The Health risks of Being a Refuse Collector
You might think that being a refuse collector is a dirty job, but would you think of it as a dangerous one? Well it turns out that it can be.
Bradford council had to pay over £1 million to an employee whose leg was crushed by a lorry while bins were being emptied, and there were 17 other recorded incidents involving refuse collections and wheelie bins, including one where £70,000 was paid out to an employee because their foot had been run over by a colleague in a bin lorry.
The council state that safety is very important to them, and that they take all reasonable steps to keep their employees and members of the public safe. They add that they are continually using new technology and systems to make their operations safer. In the case of refuse vehicles, all of them are now fitted with 360-degree camera systems.
The health risks of being a refuse collector
Refuse collectors never know what they might come across from day to day, from hazardous materials to sharps, a day in the waste business can be a minefield. Here are some of the hazards that refuse collectors deal with every day:
Lifting heavy objects
This can cause back injuries, hernias, or other types of musculoskeletal injury. Proper manual handling techniques and the fact that many refuse vehicles now have mechanical lifts for bins reduces the risk of injury.

*EXERCISE INSTRUCTIONS*:
a: Reproduce the passage of the refuse collector article from "Bradford council had" to "a bin lorry.".
b: In the refuse collector article, what are all refuse vehicles now fitted with?
c: Which types of injury does the refuse collector article say lifting heavy objects can cause?
The rows that follow come from a separate source.

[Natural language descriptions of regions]
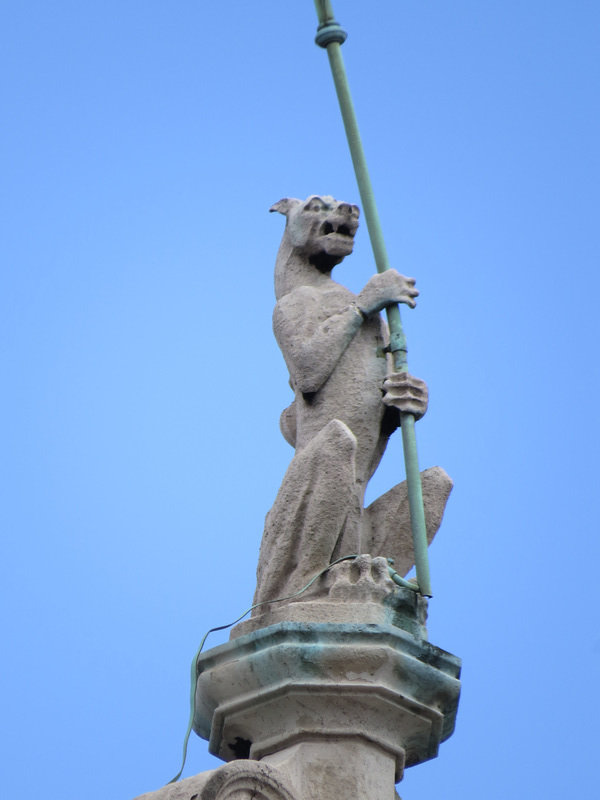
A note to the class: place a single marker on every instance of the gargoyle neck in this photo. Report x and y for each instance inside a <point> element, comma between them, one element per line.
<point>293,269</point>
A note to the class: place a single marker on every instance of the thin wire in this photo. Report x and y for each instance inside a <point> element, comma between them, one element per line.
<point>194,666</point>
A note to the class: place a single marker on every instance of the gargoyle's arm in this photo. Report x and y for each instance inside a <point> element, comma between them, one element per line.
<point>312,346</point>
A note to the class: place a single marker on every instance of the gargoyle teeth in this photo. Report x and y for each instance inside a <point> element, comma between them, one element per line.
<point>328,228</point>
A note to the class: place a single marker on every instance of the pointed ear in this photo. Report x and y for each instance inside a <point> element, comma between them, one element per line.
<point>285,206</point>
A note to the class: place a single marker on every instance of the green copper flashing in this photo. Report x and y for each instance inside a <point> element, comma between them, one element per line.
<point>329,37</point>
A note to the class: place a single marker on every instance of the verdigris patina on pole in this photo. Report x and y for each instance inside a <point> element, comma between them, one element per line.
<point>331,36</point>
<point>331,688</point>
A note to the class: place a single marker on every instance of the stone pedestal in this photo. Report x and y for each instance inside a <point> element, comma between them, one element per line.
<point>292,691</point>
<point>329,698</point>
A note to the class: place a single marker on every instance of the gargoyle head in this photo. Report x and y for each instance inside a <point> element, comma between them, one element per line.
<point>320,228</point>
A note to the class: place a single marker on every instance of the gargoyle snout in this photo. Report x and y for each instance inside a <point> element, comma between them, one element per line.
<point>344,220</point>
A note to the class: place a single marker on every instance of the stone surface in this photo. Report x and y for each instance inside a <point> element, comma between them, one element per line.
<point>294,683</point>
<point>357,589</point>
<point>347,402</point>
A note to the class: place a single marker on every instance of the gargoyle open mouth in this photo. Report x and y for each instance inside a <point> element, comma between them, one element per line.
<point>342,229</point>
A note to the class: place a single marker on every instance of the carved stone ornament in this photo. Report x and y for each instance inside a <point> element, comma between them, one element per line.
<point>334,344</point>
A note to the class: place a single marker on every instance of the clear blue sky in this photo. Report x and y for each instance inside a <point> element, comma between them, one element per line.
<point>142,144</point>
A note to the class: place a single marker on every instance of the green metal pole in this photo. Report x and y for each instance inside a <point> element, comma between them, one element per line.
<point>331,36</point>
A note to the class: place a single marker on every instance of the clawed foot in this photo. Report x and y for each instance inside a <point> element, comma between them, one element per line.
<point>406,393</point>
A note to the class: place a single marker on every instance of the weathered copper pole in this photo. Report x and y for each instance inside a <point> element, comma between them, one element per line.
<point>330,36</point>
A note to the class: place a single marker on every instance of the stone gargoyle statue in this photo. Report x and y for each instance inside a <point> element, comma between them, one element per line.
<point>346,406</point>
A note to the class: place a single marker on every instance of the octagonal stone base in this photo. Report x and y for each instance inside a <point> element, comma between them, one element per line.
<point>293,683</point>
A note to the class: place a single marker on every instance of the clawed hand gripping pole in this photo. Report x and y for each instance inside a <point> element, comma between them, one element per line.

*RESPONSES FOR EACH TASK*:
a:
Bradford council had to pay over £1 million to an employee whose leg was crushed by a lorry while bins were being emptied, and there were 17 other recorded incidents involving refuse collections and wheelie bins, including one where £70,000 was paid out to an employee because their foot had been run over by a colleague in a bin lorry.

b: 360-degree camera systems.

c: Back injuries, hernias, and other types of musculoskeletal injury.